(Image boundary labeling items)
**********
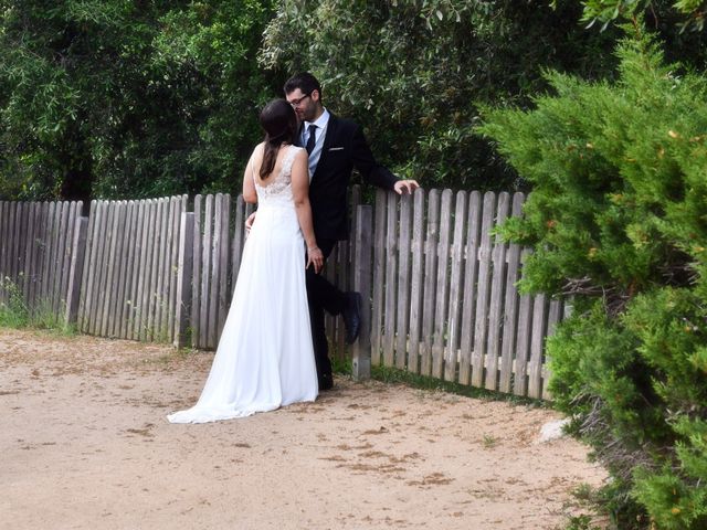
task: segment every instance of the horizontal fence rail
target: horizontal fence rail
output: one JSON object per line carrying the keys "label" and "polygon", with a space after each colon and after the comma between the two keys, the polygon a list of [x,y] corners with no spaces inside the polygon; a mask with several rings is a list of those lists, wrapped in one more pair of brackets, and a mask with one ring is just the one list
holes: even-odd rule
{"label": "horizontal fence rail", "polygon": [[[370,328],[345,344],[327,316],[333,352],[370,364],[521,396],[550,398],[545,340],[563,305],[520,295],[530,250],[494,227],[521,215],[523,193],[379,190],[374,206],[350,195],[351,237],[325,274],[359,290]],[[70,202],[0,202],[0,304],[21,296],[65,315],[86,333],[214,349],[238,278],[244,223],[241,197],[187,195],[92,201],[88,218]]]}

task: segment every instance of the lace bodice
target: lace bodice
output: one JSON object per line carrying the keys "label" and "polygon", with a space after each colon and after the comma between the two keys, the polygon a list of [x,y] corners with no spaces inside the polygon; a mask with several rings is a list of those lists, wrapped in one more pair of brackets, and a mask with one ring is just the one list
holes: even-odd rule
{"label": "lace bodice", "polygon": [[300,147],[287,146],[279,172],[267,179],[266,186],[258,184],[253,174],[258,209],[267,205],[294,205],[292,194],[292,163]]}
**********
▸ **GIVEN INSTRUCTION**: Copy out all of the data above word for word, without the pictures.

▸ **COMPLETED TASK**:
task: segment every instance of the horizontal fence rail
target: horizontal fence rail
output: one JSON object per line carrying the keys "label" and "polygon", with a space after each colon and after the comma between the two keys, the polygon a list of [x,y] corners with no spaces inside the polygon; a mask with several rings is a list of those lists, wrapped in one more pair of brackets, and a mask with one ring is just the one list
holes: even-odd rule
{"label": "horizontal fence rail", "polygon": [[[370,328],[345,344],[327,316],[333,352],[370,364],[521,396],[550,398],[545,340],[563,305],[520,295],[530,250],[494,227],[521,215],[523,193],[379,190],[374,206],[350,195],[351,237],[325,274],[359,290]],[[70,202],[0,202],[0,304],[21,296],[65,315],[86,333],[214,349],[238,278],[244,223],[241,197],[187,195],[92,201],[88,218]]]}

task: segment every instance of the lace bodice
target: lace bodice
output: one JSON object per line carrying the keys "label" and "polygon", with a space after each colon and after the comma between the two keys, the polygon a list of [x,y] corners with no spaces inside the polygon; a mask with several rings is a list of those lists, wrapped in one more pair of brackets, and a mask with one ring is just the one list
holes: even-odd rule
{"label": "lace bodice", "polygon": [[300,147],[287,146],[279,172],[267,179],[266,186],[258,184],[253,174],[258,209],[267,205],[294,205],[292,194],[292,163]]}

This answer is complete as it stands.